Extract the data exactly, missing nothing.

-------- Material --------

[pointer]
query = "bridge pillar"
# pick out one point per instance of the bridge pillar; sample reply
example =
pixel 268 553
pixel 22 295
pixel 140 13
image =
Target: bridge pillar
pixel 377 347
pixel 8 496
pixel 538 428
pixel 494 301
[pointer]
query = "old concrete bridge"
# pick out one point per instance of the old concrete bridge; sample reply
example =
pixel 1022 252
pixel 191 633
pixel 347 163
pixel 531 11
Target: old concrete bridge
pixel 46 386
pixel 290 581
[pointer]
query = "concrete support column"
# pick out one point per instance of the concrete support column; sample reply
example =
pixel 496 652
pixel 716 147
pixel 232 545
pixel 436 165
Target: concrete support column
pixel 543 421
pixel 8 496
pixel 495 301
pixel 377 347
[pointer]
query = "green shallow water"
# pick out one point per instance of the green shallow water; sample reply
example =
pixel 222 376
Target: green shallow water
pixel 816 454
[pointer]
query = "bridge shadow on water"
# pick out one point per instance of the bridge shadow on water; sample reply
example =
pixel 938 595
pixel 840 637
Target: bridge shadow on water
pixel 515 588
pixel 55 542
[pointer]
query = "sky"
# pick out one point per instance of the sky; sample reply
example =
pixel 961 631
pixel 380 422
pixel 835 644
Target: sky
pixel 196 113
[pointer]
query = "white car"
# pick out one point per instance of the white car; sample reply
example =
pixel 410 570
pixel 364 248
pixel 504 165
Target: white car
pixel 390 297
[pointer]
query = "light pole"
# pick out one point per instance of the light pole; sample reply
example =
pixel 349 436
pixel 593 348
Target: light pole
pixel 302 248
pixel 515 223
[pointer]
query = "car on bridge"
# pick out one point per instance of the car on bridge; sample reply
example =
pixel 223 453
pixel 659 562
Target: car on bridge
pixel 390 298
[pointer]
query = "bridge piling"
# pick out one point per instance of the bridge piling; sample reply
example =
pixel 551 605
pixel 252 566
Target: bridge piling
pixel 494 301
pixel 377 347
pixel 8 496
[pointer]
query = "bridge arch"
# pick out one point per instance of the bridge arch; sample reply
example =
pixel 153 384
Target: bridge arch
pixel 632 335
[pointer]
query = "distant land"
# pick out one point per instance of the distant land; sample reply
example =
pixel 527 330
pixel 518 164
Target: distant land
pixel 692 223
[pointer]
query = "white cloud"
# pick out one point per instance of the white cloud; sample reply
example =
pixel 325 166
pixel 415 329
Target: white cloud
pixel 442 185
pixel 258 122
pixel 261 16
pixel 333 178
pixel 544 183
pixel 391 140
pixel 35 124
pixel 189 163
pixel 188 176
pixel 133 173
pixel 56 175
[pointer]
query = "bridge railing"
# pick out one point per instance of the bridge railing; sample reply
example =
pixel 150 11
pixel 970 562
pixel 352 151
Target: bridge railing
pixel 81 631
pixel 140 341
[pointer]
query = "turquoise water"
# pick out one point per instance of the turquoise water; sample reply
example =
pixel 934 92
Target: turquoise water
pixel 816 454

--------

▸ Full response
[pointer]
query = "bridge pillar"
# pick out one point per instance of the bridge pillar; sample reply
example =
pixel 268 553
pixel 22 295
pixel 140 13
image =
Target: bridge pillar
pixel 377 347
pixel 8 496
pixel 538 428
pixel 494 301
[pointer]
query = "old concrete bridge"
# pick out one point per instance of the old concrete bridge; sample reply
example =
pixel 1022 252
pixel 191 633
pixel 347 163
pixel 531 11
Target: old concrete bridge
pixel 46 386
pixel 290 581
[pointer]
query = "concrete support column"
# pick out one point per instance of the concrete support column; sample reply
example =
pixel 496 652
pixel 716 147
pixel 232 545
pixel 436 165
Target: concrete support column
pixel 543 421
pixel 8 496
pixel 495 301
pixel 377 347
[pointer]
query = "green shallow water"
# pick out one point per instance of the green shallow water; sample reply
example =
pixel 222 376
Target: green shallow water
pixel 816 454
[pointer]
query = "bridge shadow on water"
# pick out one point per instance of the bridge shadow on water; sample reply
example =
pixel 938 595
pixel 840 637
Target: bridge shadow on water
pixel 515 588
pixel 55 542
[pointer]
query = "sky"
# pick out one point per instance of the sky; sample reply
example =
pixel 961 631
pixel 380 422
pixel 835 644
Target: sky
pixel 196 113
[pointer]
query = "white car"
# pick out one point per instance of the white car; sample reply
example =
pixel 410 570
pixel 364 248
pixel 504 165
Target: white car
pixel 390 297
[pointer]
query = "light pole"
# pick out one point per instance of the light pole; sample reply
example =
pixel 349 436
pixel 593 348
Target: light pole
pixel 302 248
pixel 515 223
[pointer]
query = "car on bridge"
# pick out one point per instance of the car on bridge; sample reply
example =
pixel 223 453
pixel 659 562
Target: car on bridge
pixel 390 298
[pointer]
query = "bridge piling"
# pick out one point per instance of the bridge piling; sample reply
example =
pixel 551 605
pixel 252 566
Target: bridge piling
pixel 494 301
pixel 377 347
pixel 8 496
[pointer]
query = "bridge arch"
# pick out one point per instance of the bridge arch; sample reply
example =
pixel 153 384
Target: bridge arch
pixel 632 335
[pointer]
query = "distant land"
# pick out one point per instance of the distant land; sample reply
example =
pixel 527 330
pixel 518 164
Target: distant land
pixel 692 223
[pointer]
query = "white cloud"
# pick out one point per instance of the white cloud; sample reply
example =
pixel 325 166
pixel 415 329
Target: white cloud
pixel 442 185
pixel 258 122
pixel 261 16
pixel 333 178
pixel 544 183
pixel 391 140
pixel 35 124
pixel 189 163
pixel 188 176
pixel 133 173
pixel 56 175
[pointer]
query = "bridge railing"
# pick out one point per instance of the bridge railing; sample reply
example =
pixel 150 11
pixel 970 562
pixel 352 151
Target: bridge railing
pixel 81 631
pixel 140 341
[pointer]
query = "turquoise water"
# pick out one point per instance of the turquoise water; sample reply
example =
pixel 934 92
Target: turquoise water
pixel 816 454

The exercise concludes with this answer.